Copy out the lines starting at the one containing "instance of sea" and continuing through the end of the records, putting "ocean water" in place of "sea water" and changing nothing else.

Start of Extracted records

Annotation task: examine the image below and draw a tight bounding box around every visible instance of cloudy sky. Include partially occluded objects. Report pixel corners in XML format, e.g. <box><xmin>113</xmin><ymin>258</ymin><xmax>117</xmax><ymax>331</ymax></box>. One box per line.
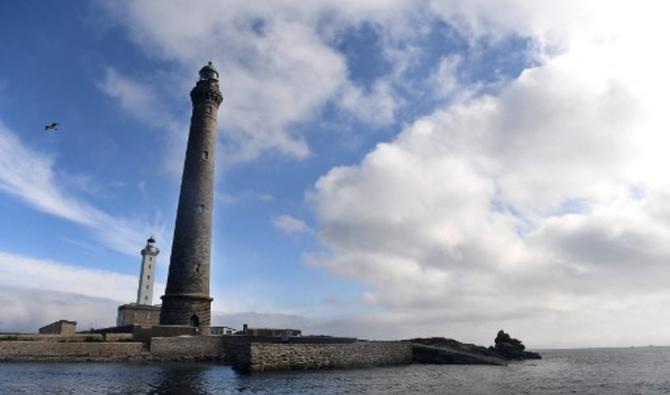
<box><xmin>0</xmin><ymin>0</ymin><xmax>670</xmax><ymax>347</ymax></box>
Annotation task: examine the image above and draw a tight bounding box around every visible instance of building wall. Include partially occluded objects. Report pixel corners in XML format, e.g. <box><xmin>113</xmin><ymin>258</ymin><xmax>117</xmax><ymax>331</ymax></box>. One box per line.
<box><xmin>39</xmin><ymin>321</ymin><xmax>77</xmax><ymax>335</ymax></box>
<box><xmin>0</xmin><ymin>341</ymin><xmax>144</xmax><ymax>361</ymax></box>
<box><xmin>116</xmin><ymin>305</ymin><xmax>161</xmax><ymax>326</ymax></box>
<box><xmin>232</xmin><ymin>342</ymin><xmax>412</xmax><ymax>372</ymax></box>
<box><xmin>151</xmin><ymin>336</ymin><xmax>224</xmax><ymax>359</ymax></box>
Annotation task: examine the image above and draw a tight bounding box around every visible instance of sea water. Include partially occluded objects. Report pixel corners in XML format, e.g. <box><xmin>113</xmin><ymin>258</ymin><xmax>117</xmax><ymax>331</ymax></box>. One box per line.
<box><xmin>0</xmin><ymin>347</ymin><xmax>670</xmax><ymax>395</ymax></box>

End of Extracted records

▸ **Exercise output**:
Annotation task: examine the image above and draw a tight bounding box around every visible instance of ocean water. Include partially occluded objects. Report pixel corners in XML format, e.g. <box><xmin>113</xmin><ymin>258</ymin><xmax>117</xmax><ymax>331</ymax></box>. One box per line.
<box><xmin>0</xmin><ymin>347</ymin><xmax>670</xmax><ymax>395</ymax></box>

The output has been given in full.